> **SOURCE**
I'm not sure on the yellow leaves: mine didn't drop a bunch of leaves last fall, but this fall it has, and a lot of the plants at work (though not all) are dropping a bunch of leaves now too, or just finished dropping a bunch of leaves.

By best guess so far has been to assume that the plants are going semi-dormant, and that they're telling me to slow down on the watering for a while. This has at least seemed to help, whether it's the actual reason or not.

Anonymous said...

This Ficus binnendijki tree grows into a towering tree here in the Philippines! In fact I think it is one of the figs which produce the most aerial roots which like to stick on the trunk. The network of roots love to stick on the trunk giving the tree an enchanting appearance. The roots look like ropes braided on the trunk. We have one species growing in our park. The whole tree slanted a little after a powerful typhoon but still continues to grow, the slanting trunk grew more aerial roots which are now taking root on the soil. Ficus binnendijki is the narrowest leaved fig as far as i know and the species which grows here has reddish new leaves.

Anonymous said...

I've actually been very successful with rooting cuttings just in water. I take the tips of pliable branches and put them in water and just walk away for a few weeks to a month. I do this every spring and have had 75-80% success each time.

I did have some failures early on, where cuttings would start to develop roots but then suddenly shrivel or turn black. They didn't seem to appreciate any movement or disturbance until the cutting developed multiple root sprouts and 1cm or so of length.

> **INFORMATION GIVEN**
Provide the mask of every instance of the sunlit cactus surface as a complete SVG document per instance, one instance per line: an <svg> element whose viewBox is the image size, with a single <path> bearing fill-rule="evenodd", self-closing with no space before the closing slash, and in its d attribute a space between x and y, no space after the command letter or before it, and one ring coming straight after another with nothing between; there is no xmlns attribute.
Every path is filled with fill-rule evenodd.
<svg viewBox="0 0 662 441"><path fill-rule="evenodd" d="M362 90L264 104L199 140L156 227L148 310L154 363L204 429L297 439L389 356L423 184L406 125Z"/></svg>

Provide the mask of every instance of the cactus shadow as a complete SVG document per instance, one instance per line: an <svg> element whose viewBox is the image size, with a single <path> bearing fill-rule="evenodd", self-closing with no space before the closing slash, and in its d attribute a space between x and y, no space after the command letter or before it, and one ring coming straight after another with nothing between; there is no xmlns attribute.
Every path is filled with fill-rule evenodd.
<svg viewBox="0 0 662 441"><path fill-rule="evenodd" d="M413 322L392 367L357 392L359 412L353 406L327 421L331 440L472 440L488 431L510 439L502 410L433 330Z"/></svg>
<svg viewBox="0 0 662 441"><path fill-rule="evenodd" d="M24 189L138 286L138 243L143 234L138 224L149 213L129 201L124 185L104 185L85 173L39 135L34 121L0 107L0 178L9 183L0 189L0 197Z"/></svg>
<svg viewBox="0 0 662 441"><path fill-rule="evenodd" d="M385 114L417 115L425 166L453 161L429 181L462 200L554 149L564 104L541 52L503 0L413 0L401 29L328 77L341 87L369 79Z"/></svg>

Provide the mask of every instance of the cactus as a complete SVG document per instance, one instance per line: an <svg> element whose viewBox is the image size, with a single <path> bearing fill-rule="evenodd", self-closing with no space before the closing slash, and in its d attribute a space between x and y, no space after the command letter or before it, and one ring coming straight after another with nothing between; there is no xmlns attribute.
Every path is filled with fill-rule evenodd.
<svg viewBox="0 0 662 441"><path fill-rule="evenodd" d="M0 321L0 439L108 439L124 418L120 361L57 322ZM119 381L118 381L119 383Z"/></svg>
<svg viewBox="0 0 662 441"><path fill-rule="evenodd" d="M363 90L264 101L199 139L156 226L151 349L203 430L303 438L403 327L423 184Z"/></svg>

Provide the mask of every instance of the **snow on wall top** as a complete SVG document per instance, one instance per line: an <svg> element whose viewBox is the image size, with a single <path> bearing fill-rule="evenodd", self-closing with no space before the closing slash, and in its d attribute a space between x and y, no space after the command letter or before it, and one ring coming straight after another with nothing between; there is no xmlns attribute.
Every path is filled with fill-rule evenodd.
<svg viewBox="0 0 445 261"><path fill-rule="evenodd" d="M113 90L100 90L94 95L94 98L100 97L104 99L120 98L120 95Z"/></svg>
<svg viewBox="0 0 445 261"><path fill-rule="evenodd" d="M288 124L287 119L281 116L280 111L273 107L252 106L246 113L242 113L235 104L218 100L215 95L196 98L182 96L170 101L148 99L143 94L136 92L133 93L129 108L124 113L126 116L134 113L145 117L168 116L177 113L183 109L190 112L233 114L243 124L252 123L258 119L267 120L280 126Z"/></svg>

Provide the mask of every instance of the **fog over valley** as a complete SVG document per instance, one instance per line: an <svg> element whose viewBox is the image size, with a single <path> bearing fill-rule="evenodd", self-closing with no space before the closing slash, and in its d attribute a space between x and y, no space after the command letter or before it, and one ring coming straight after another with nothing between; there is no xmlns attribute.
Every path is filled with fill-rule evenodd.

> **INSTRUCTION**
Reproduce verbatim the passage of the fig-tree comments above that begins with the words "I did have some" and ends with "so of length.".

> **TASK OUTPUT**
I did have some failures early on, where cuttings would start to develop roots but then suddenly shrivel or turn black. They didn't seem to appreciate any movement or disturbance until the cutting developed multiple root sprouts and 1cm or so of length.